» Extrait du texte
* * * * * * *

À partir de ces deux révélations, mon destin a changé. Car j'ai compris que l'infini comme l'éternité sont en réalité des demi-droites dont le point de départ initial se situe à l'instant, à l'endroit où chacun les perçoit pour la première fois.
L'infini et l'éternité sont donc des concepts personnels.
Associant cette idée à une réflexion sur le fait qu'il n'y a pas d'infini sans éternité, puisque si le temps s'arrête, on n'avance plus. De même qu'il n'y a pas d'éternité sans infini : en admettant qu'il soit possible de rester sur place dans une immobilité absolue, l'espace se résorberait faute d'avoir un but dans l'existence.
De là à imaginer une affiche de la Vache qui rit avec un bâton Vicks dans le nez pour expliquer l'univers, il n'y a qu'un pas. Que je n'oserai franchir.
Quel rapport avec la Science-Fiction ? C'est très simple. Depuis quelques années, il existe en France une chaîne spécialisée sur le câble et le satellite, importée d'ailleurs, Ciné FX, qui combine de façon lumineuse les principes inextricablement imbriqués d'infini et d'éternité.

* * * * * * *

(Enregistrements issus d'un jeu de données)
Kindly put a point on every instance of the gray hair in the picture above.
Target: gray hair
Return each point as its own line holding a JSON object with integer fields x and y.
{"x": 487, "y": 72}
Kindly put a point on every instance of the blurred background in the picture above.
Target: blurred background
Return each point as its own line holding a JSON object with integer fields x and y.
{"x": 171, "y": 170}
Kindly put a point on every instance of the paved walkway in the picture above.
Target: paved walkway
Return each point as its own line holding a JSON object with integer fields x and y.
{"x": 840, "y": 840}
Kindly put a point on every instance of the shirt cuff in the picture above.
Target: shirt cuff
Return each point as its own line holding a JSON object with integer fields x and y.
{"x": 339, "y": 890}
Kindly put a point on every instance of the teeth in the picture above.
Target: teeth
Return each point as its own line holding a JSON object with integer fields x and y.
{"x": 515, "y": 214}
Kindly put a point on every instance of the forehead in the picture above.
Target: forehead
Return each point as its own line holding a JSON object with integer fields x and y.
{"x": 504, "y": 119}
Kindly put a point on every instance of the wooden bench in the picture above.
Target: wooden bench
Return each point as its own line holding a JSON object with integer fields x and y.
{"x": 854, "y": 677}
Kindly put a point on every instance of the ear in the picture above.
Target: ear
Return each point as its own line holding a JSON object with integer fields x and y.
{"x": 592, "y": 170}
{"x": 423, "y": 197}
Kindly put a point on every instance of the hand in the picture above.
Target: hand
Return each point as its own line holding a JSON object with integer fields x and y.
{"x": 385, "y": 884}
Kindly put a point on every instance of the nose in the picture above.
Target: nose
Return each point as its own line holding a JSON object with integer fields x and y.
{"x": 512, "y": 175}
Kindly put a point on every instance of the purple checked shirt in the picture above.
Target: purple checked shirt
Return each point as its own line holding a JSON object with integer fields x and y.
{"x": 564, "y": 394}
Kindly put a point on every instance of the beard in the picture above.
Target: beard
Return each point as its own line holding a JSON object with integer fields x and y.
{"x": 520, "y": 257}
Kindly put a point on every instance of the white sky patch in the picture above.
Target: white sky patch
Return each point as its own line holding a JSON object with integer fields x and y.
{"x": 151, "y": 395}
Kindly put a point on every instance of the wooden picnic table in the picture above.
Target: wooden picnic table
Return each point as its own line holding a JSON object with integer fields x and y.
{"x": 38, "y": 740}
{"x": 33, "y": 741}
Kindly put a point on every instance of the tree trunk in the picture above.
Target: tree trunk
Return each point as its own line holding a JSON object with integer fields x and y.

* * * * * * *

» Consigne
Prolongez le texte sur l'infini et l'éternité en reprenant juste après sa dernière phrase.

» Résultat attendu
En effet, après un commencement très intéressant, notamment la projection de films de SF américains des années 50/60 que nous n'avions pas eu l'occasion de revoir depuis longtemps. Tels le très subtil, émouvant, the Man from planet X et Beyond the time barrier qui n'est passé qu'une fois, tous deux d'Edgar G. Ulmer. Une version rare de Je suis une légende avec Vincent Price, l'excellent Donovan's brain de Felix E. Feist, etc.
Ou bien, pour les amateurs sophistiqués de navets immortels, deux chefs-d'œuvre de l'immense Ed Wood, la Fiancée du monstre (que j'attendais depuis longtemps pour voir Bela Lugosi s'enrouler dans une pieuvre en plastique) et la Nuit des revenants, d'une envoûtante obscurité.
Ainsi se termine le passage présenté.